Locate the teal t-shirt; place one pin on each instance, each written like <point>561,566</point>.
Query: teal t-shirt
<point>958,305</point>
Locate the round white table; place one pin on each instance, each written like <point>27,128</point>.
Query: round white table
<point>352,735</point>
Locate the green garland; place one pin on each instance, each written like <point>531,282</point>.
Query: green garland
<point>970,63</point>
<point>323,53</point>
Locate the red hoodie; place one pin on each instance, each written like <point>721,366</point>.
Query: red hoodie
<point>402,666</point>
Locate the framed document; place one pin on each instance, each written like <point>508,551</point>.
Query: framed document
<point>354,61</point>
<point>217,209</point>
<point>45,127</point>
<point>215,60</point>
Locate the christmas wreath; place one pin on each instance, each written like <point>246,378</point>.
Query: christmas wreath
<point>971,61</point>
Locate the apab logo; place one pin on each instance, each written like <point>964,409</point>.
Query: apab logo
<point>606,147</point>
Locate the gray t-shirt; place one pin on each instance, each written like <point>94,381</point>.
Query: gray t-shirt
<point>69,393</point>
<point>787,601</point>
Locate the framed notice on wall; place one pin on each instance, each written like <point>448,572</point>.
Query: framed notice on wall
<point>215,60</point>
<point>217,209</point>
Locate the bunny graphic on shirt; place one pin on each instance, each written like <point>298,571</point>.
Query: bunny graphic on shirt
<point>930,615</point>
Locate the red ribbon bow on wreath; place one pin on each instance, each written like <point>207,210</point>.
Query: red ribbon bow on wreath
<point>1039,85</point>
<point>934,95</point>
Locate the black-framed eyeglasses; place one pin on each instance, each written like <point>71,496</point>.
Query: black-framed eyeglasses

········

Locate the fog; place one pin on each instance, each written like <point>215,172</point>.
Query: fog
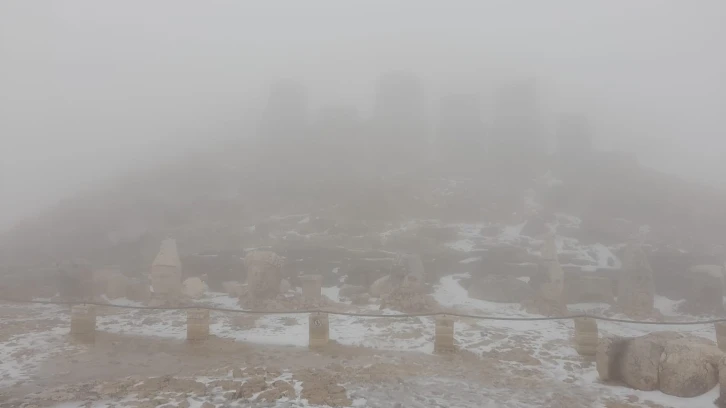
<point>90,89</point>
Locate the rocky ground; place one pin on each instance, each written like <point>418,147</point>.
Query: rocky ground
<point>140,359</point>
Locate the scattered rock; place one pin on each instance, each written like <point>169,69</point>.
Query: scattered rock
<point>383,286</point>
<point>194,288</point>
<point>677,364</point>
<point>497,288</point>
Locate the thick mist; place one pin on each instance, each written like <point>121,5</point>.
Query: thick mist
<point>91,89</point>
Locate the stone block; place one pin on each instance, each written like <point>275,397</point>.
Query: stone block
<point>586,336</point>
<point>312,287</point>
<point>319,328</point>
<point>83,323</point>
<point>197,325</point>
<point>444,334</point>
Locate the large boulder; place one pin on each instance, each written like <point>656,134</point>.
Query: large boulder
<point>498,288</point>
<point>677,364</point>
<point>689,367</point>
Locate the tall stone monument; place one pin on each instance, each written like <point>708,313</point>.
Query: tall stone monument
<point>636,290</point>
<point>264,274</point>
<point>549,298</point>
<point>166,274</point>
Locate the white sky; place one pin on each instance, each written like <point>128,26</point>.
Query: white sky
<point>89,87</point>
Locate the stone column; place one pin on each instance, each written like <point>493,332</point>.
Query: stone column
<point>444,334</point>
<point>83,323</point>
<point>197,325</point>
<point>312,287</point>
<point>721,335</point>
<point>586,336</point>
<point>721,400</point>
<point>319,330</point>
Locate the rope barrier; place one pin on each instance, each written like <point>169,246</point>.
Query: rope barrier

········

## Soalnya
Ubah semua baris mulai dari yang memuat "Locate the round" ke bawah sampai yang memuat "Query: black-framed eyeglasses", termasuk kedua baris itu, menjadi daftar JSON berisi string. Satu string untuk tiap baris, dan baris kosong tidak usah dimasukkan.

## Jawaban yang benar
[
  "Locate the round white table; place one pin on each instance, each written like <point>27,128</point>.",
  "Query: round white table",
  "<point>352,735</point>",
  "Locate the green garland; place one pin on each instance, each written like <point>531,282</point>.",
  "Query: green garland",
  "<point>970,63</point>",
  "<point>323,53</point>",
  "Locate the red hoodie; place one pin on each instance, each written like <point>721,366</point>.",
  "Query: red hoodie",
  "<point>402,666</point>",
  "Locate the framed document; place one pin on each instance, each written like <point>508,551</point>.",
  "Query: framed document",
  "<point>354,61</point>",
  "<point>217,209</point>",
  "<point>45,127</point>",
  "<point>215,60</point>",
  "Locate the christmas wreath; place one pin on each instance, each written like <point>246,378</point>.",
  "Query: christmas wreath",
  "<point>971,61</point>",
  "Locate the apab logo; place one pin on each instance, each written like <point>964,409</point>.",
  "Query: apab logo",
  "<point>606,147</point>",
  "Locate the gray t-shirt; place one pin on each instance, each written like <point>94,381</point>.",
  "Query: gray t-shirt",
  "<point>69,393</point>",
  "<point>787,601</point>",
  "Locate the framed notice on wall; place one pin on each instance, each written like <point>448,572</point>.",
  "Query: framed notice on wall",
  "<point>215,60</point>",
  "<point>217,209</point>",
  "Locate the bunny graphic on shirt; place one pin on each instance, each written like <point>298,571</point>.",
  "Query: bunny graphic on shirt",
  "<point>930,615</point>",
  "Locate the red ribbon bow on wreath; place one pin on each instance, each written like <point>207,210</point>.",
  "Query: red ribbon bow on wreath",
  "<point>1039,85</point>",
  "<point>934,95</point>",
  "Locate the black-framed eyeglasses; place one pin on each instance, each written like <point>71,496</point>.",
  "Query: black-framed eyeglasses"
]